Given exercise: Count the lines in the data below that contain the word "jersey", and reply with only that number.

[Dataset records on object locations]

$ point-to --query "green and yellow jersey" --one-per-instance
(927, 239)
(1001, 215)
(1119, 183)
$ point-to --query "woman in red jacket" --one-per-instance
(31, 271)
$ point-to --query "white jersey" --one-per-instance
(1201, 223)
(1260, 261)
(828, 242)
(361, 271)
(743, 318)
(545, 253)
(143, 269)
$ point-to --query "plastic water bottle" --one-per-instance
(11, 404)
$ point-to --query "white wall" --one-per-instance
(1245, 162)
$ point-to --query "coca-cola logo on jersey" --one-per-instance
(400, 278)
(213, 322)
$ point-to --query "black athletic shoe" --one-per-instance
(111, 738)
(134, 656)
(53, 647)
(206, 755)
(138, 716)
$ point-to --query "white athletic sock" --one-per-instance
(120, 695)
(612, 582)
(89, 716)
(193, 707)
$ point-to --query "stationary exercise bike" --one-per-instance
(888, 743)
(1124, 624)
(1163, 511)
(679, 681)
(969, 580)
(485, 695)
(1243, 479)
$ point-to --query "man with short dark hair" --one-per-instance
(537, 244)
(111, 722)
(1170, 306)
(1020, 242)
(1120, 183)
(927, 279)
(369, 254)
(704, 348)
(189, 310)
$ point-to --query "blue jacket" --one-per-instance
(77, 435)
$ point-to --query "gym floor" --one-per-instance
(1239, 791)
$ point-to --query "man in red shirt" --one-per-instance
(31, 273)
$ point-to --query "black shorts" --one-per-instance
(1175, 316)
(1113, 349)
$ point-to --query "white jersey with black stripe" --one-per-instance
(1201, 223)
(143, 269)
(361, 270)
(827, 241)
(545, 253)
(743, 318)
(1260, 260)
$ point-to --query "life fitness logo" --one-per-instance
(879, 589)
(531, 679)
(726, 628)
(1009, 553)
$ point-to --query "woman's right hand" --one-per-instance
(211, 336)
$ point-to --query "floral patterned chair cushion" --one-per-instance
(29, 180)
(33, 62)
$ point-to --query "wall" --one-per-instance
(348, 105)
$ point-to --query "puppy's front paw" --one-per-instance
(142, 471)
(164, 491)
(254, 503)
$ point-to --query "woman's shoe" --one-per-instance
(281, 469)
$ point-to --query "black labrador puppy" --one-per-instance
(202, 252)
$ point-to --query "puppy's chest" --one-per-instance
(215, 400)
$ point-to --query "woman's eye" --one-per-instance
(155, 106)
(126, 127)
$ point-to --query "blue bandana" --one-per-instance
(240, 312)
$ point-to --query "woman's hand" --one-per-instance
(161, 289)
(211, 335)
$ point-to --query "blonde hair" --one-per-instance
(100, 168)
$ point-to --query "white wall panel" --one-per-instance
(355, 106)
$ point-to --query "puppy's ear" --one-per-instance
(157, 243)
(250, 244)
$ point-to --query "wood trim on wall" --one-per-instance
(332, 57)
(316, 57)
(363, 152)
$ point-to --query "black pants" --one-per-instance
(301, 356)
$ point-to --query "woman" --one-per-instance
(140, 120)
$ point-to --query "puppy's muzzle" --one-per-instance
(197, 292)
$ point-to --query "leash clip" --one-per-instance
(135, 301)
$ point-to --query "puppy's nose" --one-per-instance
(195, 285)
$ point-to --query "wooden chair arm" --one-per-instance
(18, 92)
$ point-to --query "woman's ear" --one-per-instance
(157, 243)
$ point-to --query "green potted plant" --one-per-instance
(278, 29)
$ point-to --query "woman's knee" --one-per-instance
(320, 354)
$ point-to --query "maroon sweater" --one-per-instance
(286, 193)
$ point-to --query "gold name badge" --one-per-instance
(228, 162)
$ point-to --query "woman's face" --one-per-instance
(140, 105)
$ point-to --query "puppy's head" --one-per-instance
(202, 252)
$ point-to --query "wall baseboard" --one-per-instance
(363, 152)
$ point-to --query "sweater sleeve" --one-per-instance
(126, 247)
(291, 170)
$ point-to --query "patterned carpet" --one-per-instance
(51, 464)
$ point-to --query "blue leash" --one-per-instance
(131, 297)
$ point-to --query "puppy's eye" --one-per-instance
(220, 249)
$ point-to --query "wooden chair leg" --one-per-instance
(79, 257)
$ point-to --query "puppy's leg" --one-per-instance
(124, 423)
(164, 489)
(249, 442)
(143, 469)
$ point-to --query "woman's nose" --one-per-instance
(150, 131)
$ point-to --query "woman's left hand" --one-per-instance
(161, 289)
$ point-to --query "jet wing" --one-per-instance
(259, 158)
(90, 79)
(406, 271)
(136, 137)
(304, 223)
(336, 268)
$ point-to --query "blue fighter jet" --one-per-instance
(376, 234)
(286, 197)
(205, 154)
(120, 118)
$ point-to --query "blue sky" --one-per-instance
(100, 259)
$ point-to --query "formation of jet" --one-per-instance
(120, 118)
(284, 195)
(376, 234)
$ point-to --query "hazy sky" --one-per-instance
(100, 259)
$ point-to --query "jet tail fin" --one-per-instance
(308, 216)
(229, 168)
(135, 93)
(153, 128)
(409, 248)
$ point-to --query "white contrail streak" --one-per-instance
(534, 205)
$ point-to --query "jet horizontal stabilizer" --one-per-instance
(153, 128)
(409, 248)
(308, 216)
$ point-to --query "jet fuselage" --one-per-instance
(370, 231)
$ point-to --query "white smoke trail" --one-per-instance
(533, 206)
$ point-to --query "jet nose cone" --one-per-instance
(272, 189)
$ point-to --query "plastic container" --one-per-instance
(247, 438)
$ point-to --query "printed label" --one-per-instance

Output for this task: 4